**Texte source**
====

A Evry, Manuel Valls a annoncé sa candidature à l’élection présidentielle de 2017. Le lieu n’a pas été choisi au hasard : il a été le maire de la ville de l’Essonne de 2001 à 2012. Reportage.

Les couleurs de la photo sont jolies. Aux côtés de Manuel Valls, derrière lui, dans la salle des mariages de la mairie d’Evry, une centaine de personnes se tiennent debout, presque figées. Parmi elles, des Français de la diversité comme aiment dire les médias : des sympathisants, des militants socialistes locaux, des élus, de différentes origines de la ville d’Evry dont Manuel Valls a été maire entre 2001 et 2012 et dont il continue à être conseiller municipal depuis. Pêle-mêle : Pacome Yaowi Adjourouvi, le premier adjoint à la ville, Diarra Badiane, adjointe en charge de la jeunesse, Farouk Alouani, adjoint en charge de l’emploi et de l’insertion et bien d’autres. « Je suis un élu de ces quartiers populaires« , se justifie Manuel Valls dans son discours de candidature. Un beau cliché pour les photographes et les caméras, et une manière de dire à ses concurrents, Emmanuel Macron en tête, qu’il détient une assise populaire en banlieue. La photo respire la mise en scène mais elle fera le tour des médias, et c’est bien là, le but recherché.

Il aura fallu à peine une minute pour que Manuel Valls prononce les mots qui n’étaient plus une surprise. « Oui, je suis candidat à la présidence de la République ! », lance-t-il, affirmant vouloir être celui de la « conciliation et de la réconciliation », du « rassemblement« , rien que ça. Oubliée la formule des « gauches irréconciliables » qu’il avait pourtant lui-même prononcée il y a quelques semaines à peine. Il distribue quelques petits coups à droite et des pics contre Emmanuel Macron : « la réussite ne peut pas être que financière, la réussite ne se mesure pas qu’au montant du compte en banque« .

Dans le hall de l’hôtel de ville, certains s’impatientent de voir descendre le désormais futur ex-premier ministre et candidat à l’élection présidentielle, tandis que d’autres s’agacent. Djibril Cissoko, agent de maintenance, est un enfant des Pyramides, un des quartiers populaires d’Evry. Il est venu écouter et voir celui qui « a fait pas mal de choses dans la ville« , selon lui. « Avant, il y avait toujours les mêmes personnes dans l’équipe municipale, parmi ceux qui travaillent dans la mairie. Il a ouvert les portes aux jeunes et aux gens de couleur ».

« Manuel Valls essaye de se rattraper mais ses propos sur l’islam, sur le voile, sur le burkini m’ ont profondément agressé »

====

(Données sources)
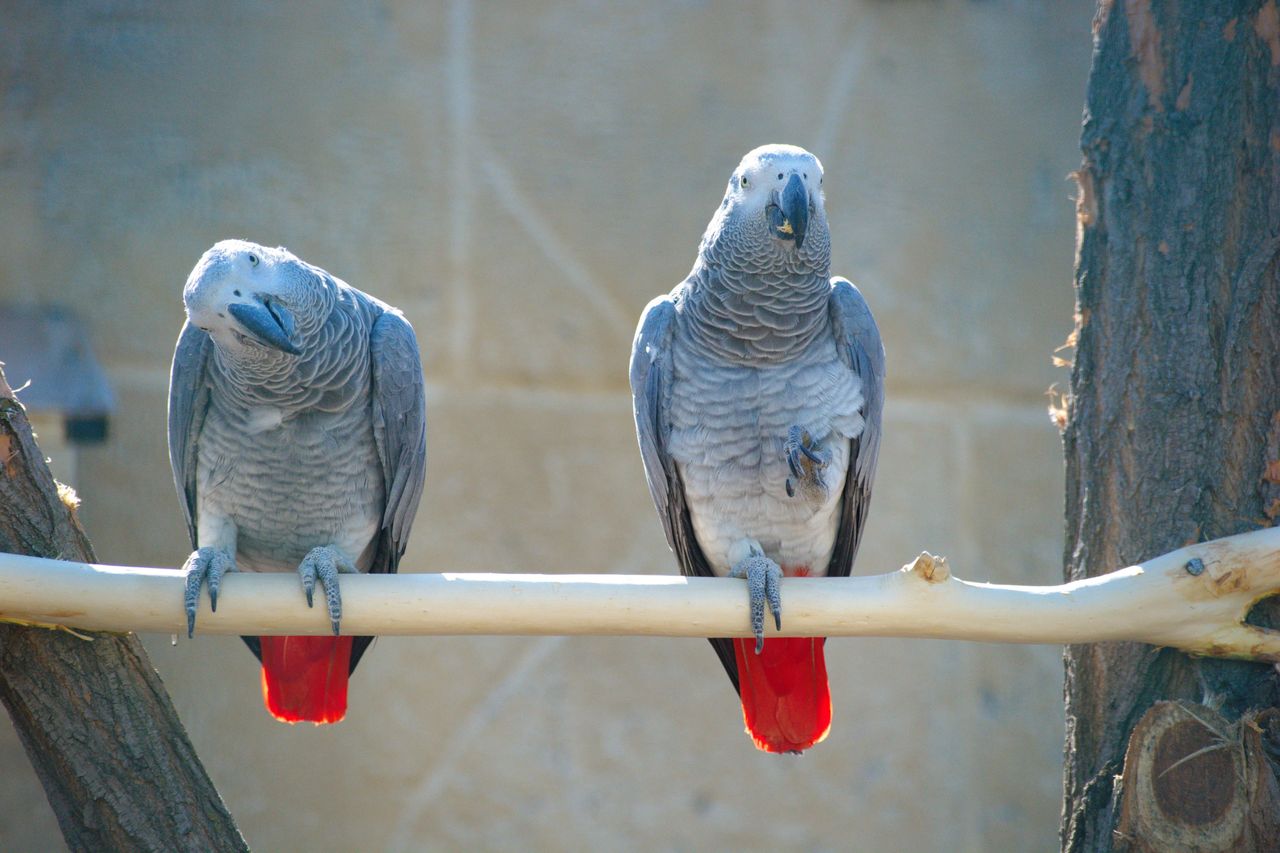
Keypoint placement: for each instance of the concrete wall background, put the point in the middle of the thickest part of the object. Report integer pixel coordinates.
(521, 181)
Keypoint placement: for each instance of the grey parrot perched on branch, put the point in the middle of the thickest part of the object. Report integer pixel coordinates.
(298, 443)
(758, 389)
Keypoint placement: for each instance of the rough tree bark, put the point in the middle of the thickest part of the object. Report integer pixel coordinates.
(1173, 425)
(92, 714)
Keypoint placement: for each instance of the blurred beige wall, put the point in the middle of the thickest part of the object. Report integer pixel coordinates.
(521, 179)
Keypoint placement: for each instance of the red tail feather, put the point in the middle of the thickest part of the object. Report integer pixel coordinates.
(786, 702)
(305, 678)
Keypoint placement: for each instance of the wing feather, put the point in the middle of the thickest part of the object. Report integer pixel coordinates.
(860, 347)
(188, 401)
(650, 382)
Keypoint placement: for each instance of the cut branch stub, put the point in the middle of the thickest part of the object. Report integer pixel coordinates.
(1194, 781)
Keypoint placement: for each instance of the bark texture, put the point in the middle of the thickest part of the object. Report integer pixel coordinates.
(92, 715)
(1173, 430)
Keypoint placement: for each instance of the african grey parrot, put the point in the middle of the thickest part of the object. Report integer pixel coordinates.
(758, 388)
(297, 441)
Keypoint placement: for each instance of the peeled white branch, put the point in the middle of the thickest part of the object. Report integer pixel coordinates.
(1194, 598)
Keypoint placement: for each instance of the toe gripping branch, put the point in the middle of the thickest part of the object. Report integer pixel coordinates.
(325, 564)
(763, 583)
(204, 565)
(804, 459)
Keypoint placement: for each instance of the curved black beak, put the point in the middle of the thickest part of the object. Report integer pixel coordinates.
(795, 208)
(266, 322)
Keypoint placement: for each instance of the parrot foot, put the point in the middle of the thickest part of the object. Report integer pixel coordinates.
(807, 460)
(763, 578)
(325, 562)
(204, 565)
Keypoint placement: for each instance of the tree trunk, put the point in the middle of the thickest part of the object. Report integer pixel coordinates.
(92, 714)
(1173, 430)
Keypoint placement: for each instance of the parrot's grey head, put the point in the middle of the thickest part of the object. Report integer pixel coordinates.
(250, 299)
(775, 204)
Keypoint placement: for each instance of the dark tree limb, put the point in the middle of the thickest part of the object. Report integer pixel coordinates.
(1175, 391)
(95, 719)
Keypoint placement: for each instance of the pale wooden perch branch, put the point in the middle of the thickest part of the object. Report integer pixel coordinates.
(1194, 598)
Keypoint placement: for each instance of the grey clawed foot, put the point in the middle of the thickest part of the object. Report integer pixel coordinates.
(807, 460)
(325, 562)
(763, 584)
(204, 565)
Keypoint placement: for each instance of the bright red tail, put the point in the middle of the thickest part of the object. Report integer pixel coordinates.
(786, 702)
(305, 678)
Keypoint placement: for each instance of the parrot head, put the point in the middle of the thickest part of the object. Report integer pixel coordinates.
(247, 297)
(775, 197)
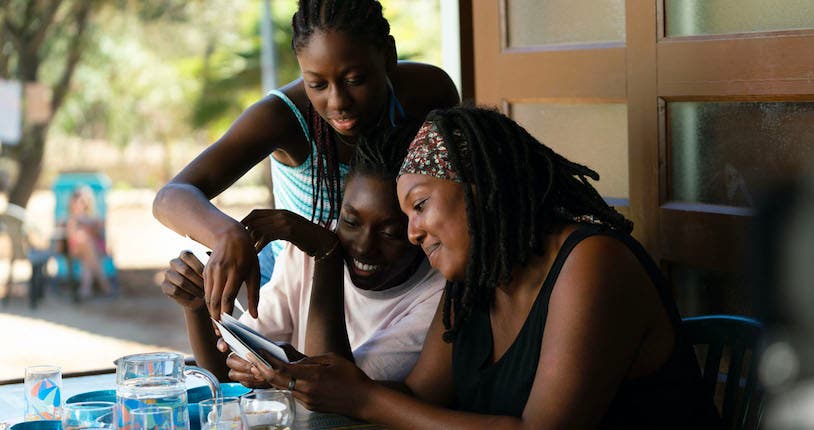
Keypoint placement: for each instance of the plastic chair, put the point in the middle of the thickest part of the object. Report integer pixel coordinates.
(68, 269)
(742, 401)
(13, 224)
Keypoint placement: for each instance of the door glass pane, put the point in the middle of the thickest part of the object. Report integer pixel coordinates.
(723, 153)
(556, 22)
(591, 134)
(695, 17)
(700, 291)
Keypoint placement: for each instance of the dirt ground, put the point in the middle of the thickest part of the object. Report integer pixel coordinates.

====

**Consigne A**
D'après le texte source, pourquoi Manuel Valls a-t-il annoncé sa candidature à Evry ? Répondez en une à trois phrases.
**Consigne B**
Prolongez le reportage sur la candidature de Manuel Valls à Evry à la suite de sa dernière phrase.
Les données constituent un matériau distinct du texte source.

**Résultat A**
Le lieu n'a pas été choisi au hasard : Manuel Valls a été maire d'Evry, ville de l'Essonne, de 2001 à 2012.

**Résultat B**
Derrière, trois jeunes hommes, étudiants à Evry, en « veulent à celui qui a tapé sur les musulmans avec l’affaire du burkini et qui aujourd’hui, dit en avoir assez de ces discours qui stigmatisent nos compatriotes musulmans ». Parmi eux, Ahmed Benyaya : « Mais de qui se moque-t-on? Il essaye de se rattraper mais ses propos sur l’islam, sur le voile, sur le burkini m’ont profondément agressé. A partir du moment où il a eu ces mots ces derniers mois, tout ce qu’il peut dire aujourd’hui ne vaut plus rien. Nous sommes français et musulmans à part entière, nous n’avons aucun problème avec cela« . Pour son camarade Yannis Sahli, pas question de tomber dans le panneau, dit-il. « Tous ses mots sur le vivre ensemble, c’est un discours marketing qu’il essaye de nous vendre, c’est exactement les cours que nous avons en première année. Il n’ y a aucune sincérité chez lui! »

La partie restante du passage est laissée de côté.